La guerre, la guerre, c'est pas une raison pour faire un remake

Publié le 6 décembre 2015 par Alexandre Beauparlant

Crédit photo : www.facebook.com/laguerredestuques3d

À l'occasion de son 30e anniversaire, La guerre des tuques s'octroie une cure de jouvence. L'histoire que l'on connaît, racontée sous la forme d'un film d'animation, en 3D! 30 ans, c'est loin... On sait que certains alcools prennent du mieux avec l'âge, et que d'autres, comme ces bières recueillies dans les eaux boueuses d'épaves séculaires, développent au contraire une flaveur rappelant la chèvre. Le goût laissé en papilles par La guerre des tuques, l'original, se situe quelque part entre ces deux extrêmes. L'idée d'un remake fait donc amplement de sens.

L’impact de La guerre des tuques sur une génération entière ne fait aucun doute. J’avais moi-même un souvenir favorable, quoique vague, à sa pensée (l’ayant revu à l’âge adulte, je crois encore qu’il s’agit d’un film sympathique, bien que grandement surévalué).

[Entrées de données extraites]

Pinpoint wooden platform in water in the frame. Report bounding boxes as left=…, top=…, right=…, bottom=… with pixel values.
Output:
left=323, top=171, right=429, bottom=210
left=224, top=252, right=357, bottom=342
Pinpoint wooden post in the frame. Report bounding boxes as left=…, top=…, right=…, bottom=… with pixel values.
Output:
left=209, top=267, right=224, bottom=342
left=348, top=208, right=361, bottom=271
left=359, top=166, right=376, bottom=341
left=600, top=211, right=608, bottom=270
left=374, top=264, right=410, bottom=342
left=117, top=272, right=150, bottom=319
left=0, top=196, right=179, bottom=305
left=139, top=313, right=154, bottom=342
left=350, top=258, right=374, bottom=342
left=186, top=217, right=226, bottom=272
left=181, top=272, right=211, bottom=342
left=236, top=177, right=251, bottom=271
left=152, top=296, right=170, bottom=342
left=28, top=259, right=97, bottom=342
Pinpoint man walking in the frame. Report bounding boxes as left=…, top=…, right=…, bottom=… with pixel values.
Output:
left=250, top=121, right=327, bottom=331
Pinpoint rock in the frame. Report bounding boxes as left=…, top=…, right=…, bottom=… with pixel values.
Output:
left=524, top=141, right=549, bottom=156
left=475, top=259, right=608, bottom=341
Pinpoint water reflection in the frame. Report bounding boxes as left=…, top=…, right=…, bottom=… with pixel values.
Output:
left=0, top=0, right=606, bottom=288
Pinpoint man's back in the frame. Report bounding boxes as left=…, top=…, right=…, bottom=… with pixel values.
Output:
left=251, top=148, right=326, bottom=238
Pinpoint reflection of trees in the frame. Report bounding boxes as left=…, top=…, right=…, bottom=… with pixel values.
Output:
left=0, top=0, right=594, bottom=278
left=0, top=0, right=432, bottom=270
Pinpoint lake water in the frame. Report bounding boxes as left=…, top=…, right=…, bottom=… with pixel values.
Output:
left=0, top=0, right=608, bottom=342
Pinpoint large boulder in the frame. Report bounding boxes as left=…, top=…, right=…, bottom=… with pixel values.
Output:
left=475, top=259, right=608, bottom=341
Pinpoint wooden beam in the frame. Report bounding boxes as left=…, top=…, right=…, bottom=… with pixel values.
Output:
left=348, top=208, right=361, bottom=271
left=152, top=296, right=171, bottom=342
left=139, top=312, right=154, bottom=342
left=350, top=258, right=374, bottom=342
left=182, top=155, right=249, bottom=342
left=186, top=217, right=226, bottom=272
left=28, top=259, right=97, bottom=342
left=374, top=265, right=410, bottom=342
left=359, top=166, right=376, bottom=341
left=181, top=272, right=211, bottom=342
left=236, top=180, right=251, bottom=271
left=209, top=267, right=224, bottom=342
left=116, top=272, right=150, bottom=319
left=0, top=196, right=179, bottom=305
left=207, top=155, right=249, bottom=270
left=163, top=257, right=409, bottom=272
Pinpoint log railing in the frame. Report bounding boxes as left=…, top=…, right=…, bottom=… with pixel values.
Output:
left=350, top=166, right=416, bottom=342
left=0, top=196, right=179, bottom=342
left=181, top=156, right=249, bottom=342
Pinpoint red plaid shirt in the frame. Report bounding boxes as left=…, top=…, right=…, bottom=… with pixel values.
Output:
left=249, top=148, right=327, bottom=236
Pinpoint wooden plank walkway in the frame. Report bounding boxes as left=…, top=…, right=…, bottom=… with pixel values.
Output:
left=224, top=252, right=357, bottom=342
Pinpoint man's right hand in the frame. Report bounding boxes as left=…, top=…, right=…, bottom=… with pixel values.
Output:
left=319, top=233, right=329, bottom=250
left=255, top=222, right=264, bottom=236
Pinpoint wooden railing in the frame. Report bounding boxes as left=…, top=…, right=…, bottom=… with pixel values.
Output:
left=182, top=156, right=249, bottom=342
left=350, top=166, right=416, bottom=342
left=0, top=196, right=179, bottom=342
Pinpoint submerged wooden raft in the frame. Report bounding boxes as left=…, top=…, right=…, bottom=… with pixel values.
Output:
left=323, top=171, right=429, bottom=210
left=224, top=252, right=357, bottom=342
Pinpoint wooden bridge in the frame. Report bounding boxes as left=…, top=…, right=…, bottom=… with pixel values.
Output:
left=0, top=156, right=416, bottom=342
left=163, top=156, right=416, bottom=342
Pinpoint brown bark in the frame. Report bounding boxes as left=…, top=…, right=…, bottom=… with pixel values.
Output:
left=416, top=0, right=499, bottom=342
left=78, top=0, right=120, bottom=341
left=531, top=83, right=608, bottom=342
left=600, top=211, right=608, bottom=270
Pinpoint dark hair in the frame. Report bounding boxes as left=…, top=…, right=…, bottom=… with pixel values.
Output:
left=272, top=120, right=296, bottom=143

■ **Énoncé A**
Traduisez en anglais cette phrase de l'article sur le remake de La guerre des tuques : « L’impact de La guerre des tuques sur une génération entière ne fait aucun doute. »
■ **Énoncé B**
Recopiez le passage de l'article sur le remake de La guerre des tuques qui va de « L’impact de La » à « que grandement surévalué). », bornes incluses.

■ **Résultat attendu A**
The impact of La guerre des tuques on an entire generation is beyond doubt.

■ **Résultat attendu B**
L’impact de La guerre des tuques sur une génération entière ne fait aucun doute. J’avais moi-même un souvenir favorable, quoique vague, à sa pensée (l’ayant revu à l’âge adulte, je crois encore qu’il s’agit d’un film sympathique, bien que grandement surévalué).